Myrna Pérez (born 1974) is an American lawyer serving as a United States circuit judge of the United States Court of Appeals for the Second Circuit. She was previously the director of voting rights at the Brennan Center for Justice.

Early life and education 
Pérez is a native of San Antonio, Texas. She earned a Bachelor of Arts degree from Yale University in 1996, a Master of Public Policy from the Harvard Kennedy School in 1998, and a Juris Doctor from the Columbia Law School in 2003.

Career 
Pérez began her career as a policy analyst in the Government Accountability Office. She was later a law clerk for judges Anita B. Brody of the United States District Court for the Eastern District of Pennsylvania and Julio M. Fuentes of the United States Court of Appeal for the Third Circuit. Pérez joined the Brennan Center for Justice in 2006 and left in 2021 after being confirmed as a federal judge. She has been a lecturer at Columbia Law School and an adjunct professor at the New York University School of Law. Perez co-authored reports about voter purges in 2008 and 2018. Pérez also authored reports on wait times at polling locations for people of color, the impact of resource allocation on election day, and voter identification.

Notable cases 

In 2006, Perez represented the Idaho Aids Foundation in a suit against the Idaho Housing and Finance Association regarding the cut-off of funding for the former’s programming.

In 2007, Perez was part of the legal team participating in a suit involving the voting rights of convicted felons in Alabama.

Perez participated as amicus in a suit challenging the at-large voting system set up by the Village of Port Chester as violative of the Voting Rights Act by diluting Hispanic votes.

In 2016, Perez served as counsel for a number of plaintiff groups challenging Texas SB 14, which required photo ID in order to vote. Perez successfully persuaded the Fifth Circuit to strike down the law. 

In 2020, Perez represented plaintiffs challenging restrictions placed on felon re-enfranchisement by the Florida legislature, Jones v. Governor of Fla.

Also in 2020, Perez defended the state of Pennsylvania’s mail-in-voting scheme for the 2020 presidential elections.

Records —
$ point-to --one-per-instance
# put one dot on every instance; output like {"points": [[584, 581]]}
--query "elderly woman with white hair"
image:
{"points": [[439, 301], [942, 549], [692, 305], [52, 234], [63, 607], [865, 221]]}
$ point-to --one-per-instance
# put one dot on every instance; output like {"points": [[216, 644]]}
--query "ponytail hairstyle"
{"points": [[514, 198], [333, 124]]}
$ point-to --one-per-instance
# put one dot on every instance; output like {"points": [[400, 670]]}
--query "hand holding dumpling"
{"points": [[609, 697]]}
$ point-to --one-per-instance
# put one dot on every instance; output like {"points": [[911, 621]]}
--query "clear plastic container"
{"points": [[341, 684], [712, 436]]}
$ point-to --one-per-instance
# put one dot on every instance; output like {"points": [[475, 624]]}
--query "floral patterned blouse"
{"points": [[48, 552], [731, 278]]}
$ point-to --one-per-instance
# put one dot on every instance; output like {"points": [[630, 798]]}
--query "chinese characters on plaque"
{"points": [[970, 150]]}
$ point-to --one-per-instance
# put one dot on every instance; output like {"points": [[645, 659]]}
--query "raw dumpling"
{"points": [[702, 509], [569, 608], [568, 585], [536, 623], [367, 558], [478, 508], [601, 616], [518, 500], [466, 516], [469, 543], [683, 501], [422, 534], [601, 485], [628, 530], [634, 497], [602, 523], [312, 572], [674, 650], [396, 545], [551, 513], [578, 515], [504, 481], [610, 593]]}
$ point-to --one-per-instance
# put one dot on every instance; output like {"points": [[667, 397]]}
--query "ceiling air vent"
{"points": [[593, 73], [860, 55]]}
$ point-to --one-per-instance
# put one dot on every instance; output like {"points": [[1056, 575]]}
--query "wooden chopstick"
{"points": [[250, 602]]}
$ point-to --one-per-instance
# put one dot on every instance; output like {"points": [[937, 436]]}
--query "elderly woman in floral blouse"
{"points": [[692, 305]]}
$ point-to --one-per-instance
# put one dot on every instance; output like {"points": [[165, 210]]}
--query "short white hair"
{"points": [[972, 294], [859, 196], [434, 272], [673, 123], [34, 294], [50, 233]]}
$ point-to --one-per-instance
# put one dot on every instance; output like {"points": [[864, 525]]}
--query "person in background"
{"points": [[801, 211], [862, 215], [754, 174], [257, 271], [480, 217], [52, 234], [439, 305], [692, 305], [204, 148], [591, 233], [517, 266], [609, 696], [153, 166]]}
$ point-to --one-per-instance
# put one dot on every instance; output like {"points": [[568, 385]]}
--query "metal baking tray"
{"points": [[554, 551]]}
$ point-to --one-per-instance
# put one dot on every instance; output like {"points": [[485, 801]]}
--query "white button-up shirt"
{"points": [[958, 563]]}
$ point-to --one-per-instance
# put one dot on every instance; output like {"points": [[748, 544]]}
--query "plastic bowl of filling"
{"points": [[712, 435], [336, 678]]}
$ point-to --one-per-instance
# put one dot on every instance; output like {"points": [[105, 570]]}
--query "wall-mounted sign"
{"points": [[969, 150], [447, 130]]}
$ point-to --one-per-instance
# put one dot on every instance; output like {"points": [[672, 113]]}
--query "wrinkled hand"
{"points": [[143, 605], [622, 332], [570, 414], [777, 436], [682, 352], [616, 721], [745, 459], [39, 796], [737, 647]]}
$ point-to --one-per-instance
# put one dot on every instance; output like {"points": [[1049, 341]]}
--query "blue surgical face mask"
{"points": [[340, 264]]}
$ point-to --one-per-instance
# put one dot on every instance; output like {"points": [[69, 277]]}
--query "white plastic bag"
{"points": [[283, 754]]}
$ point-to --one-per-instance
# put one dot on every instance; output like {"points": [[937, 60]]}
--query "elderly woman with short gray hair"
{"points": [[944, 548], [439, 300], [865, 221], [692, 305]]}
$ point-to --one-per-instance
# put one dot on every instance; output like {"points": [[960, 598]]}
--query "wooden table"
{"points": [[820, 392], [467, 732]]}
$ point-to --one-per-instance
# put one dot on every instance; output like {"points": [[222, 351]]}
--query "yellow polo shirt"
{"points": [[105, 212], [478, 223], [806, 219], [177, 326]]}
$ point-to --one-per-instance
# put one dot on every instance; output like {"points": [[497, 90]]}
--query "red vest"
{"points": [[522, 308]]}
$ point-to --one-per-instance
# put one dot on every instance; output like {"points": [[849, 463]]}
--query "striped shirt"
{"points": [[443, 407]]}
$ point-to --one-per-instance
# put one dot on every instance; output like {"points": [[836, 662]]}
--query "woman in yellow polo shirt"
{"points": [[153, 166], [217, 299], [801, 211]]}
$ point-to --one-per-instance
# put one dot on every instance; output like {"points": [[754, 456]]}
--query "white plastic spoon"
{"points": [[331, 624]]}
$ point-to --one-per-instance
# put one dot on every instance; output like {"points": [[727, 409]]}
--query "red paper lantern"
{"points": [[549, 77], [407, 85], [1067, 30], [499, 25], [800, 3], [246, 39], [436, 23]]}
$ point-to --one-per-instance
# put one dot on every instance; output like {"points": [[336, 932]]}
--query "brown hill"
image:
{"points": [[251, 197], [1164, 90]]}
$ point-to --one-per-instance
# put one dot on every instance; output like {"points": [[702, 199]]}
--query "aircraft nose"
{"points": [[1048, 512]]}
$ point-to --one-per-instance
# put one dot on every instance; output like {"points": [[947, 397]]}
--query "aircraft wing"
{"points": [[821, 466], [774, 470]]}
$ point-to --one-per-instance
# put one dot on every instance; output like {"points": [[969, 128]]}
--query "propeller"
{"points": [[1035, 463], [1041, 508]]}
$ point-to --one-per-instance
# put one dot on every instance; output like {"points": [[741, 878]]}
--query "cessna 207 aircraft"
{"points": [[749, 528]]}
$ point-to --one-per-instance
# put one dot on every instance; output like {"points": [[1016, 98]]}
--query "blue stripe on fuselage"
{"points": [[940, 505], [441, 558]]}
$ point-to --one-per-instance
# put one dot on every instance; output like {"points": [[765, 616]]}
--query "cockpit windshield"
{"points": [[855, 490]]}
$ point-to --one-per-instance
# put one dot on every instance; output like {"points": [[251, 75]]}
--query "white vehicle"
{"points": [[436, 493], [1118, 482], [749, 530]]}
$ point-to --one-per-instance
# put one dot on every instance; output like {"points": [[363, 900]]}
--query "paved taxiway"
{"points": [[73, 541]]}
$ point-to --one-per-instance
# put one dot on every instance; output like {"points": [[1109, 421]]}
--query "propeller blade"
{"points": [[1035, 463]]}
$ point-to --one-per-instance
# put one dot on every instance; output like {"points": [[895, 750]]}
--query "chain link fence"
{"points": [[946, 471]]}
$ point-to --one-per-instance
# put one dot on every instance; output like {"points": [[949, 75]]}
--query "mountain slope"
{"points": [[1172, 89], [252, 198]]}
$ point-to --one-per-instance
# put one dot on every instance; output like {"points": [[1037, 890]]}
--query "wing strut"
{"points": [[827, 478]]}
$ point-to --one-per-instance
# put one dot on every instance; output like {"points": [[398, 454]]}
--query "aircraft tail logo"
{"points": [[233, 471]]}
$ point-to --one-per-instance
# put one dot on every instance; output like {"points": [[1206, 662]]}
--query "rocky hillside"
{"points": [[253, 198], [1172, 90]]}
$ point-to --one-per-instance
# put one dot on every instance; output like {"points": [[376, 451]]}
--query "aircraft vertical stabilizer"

Goals —
a – Answer these about the text on Myrna Pérez, one line each:
(i) From which school did she receive a Master of Public Policy, and in what year?
(ii) In what year did she join the Brennan Center for Justice?
(iii) Which court did she persuade to strike down Texas SB 14?
b – Proceed with the text on Myrna Pérez by writing what would come after its last sentence.

Answers by task —
a –
(i) The Harvard Kennedy School, in 1998.
(ii) 2006.
(iii) The Fifth Circuit.

b –
Federal judicial service 
On June 15, 2021, President Joe Biden announced his intent to nominate Pérez to serve as a United States circuit judge of the United States Court of Appeals for the Second Circuit to the seat vacated by Judge Denny Chin, who assumed senior status on June 1, 2021. On July 14, 2021, a hearing on her nomination was held before the Senate Judiciary Committee. During her hearing, Pérez was questioned about her voting rights advocacy, including an article she had written called "The GOP Campaign to Make Elections Less Free." Pérez said that she didn't write or approve the article headline, and pledged to set aside her past advocacy work if confirmed to the court. On August 5, 2021, her nomination was reported out of committee by a 12–10 vote. On October 21, 2021, the United States Senate invoked cloture on her nomination by a 51–48 vote. On October 25, 2021, her nomination was confirmed by a 48–43 vote. She received her judicial commission on November 12, 2021.

Personal life 
Pérez married Mark Muntzel, a mechanical engineer, in 2007.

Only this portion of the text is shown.